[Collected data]
** BEGIN **

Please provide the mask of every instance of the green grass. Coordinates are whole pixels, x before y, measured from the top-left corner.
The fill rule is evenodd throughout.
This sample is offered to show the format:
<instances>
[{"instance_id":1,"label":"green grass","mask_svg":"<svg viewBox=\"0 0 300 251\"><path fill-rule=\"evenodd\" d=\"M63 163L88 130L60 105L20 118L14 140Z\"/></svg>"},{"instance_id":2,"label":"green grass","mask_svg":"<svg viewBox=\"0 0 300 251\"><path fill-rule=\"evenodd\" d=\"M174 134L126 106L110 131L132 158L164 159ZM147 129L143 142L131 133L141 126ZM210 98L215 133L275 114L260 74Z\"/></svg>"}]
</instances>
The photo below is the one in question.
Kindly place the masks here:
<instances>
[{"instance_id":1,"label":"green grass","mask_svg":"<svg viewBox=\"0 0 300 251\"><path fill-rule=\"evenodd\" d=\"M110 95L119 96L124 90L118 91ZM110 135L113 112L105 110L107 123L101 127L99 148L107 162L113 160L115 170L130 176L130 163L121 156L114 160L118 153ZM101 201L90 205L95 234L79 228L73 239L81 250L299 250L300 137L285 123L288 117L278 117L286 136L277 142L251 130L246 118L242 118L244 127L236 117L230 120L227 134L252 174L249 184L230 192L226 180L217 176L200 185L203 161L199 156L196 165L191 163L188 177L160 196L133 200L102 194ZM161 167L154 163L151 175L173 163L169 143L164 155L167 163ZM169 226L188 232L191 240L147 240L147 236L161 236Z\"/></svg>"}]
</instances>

** END **

Work required |
Retype the listing above in full, with no alterations.

Finished task |
Please provide the mask of every instance of the green grass. Coordinates are whole pixels, x before y, measured from the top-left corner.
The fill rule is evenodd throughout.
This sample is offered to show the format:
<instances>
[{"instance_id":1,"label":"green grass","mask_svg":"<svg viewBox=\"0 0 300 251\"><path fill-rule=\"evenodd\" d=\"M63 163L88 130L60 105L20 118L14 140Z\"/></svg>"},{"instance_id":2,"label":"green grass","mask_svg":"<svg viewBox=\"0 0 300 251\"><path fill-rule=\"evenodd\" d=\"M174 134L126 106L110 131L132 158L164 159ZM147 129L143 142L131 133L141 126ZM210 98L215 133L275 114L260 74Z\"/></svg>"}]
</instances>
The photo below is the one in question.
Kindly place the masks here:
<instances>
[{"instance_id":1,"label":"green grass","mask_svg":"<svg viewBox=\"0 0 300 251\"><path fill-rule=\"evenodd\" d=\"M110 95L119 96L124 90L118 91ZM110 135L113 112L105 110L107 123L101 127L99 148L107 162L113 160L115 170L130 176L130 163L121 156L114 160L118 153ZM101 201L90 205L95 234L79 228L73 239L81 250L299 250L300 137L285 123L288 117L278 117L286 136L277 142L251 130L246 118L242 118L244 127L236 117L230 120L227 134L252 174L249 184L230 192L226 180L217 176L200 185L203 161L199 156L196 165L191 163L188 177L160 196L133 200L102 194ZM161 167L154 163L151 175L173 163L169 143L164 155L167 163ZM169 226L188 232L191 240L147 240L147 236L161 236Z\"/></svg>"}]
</instances>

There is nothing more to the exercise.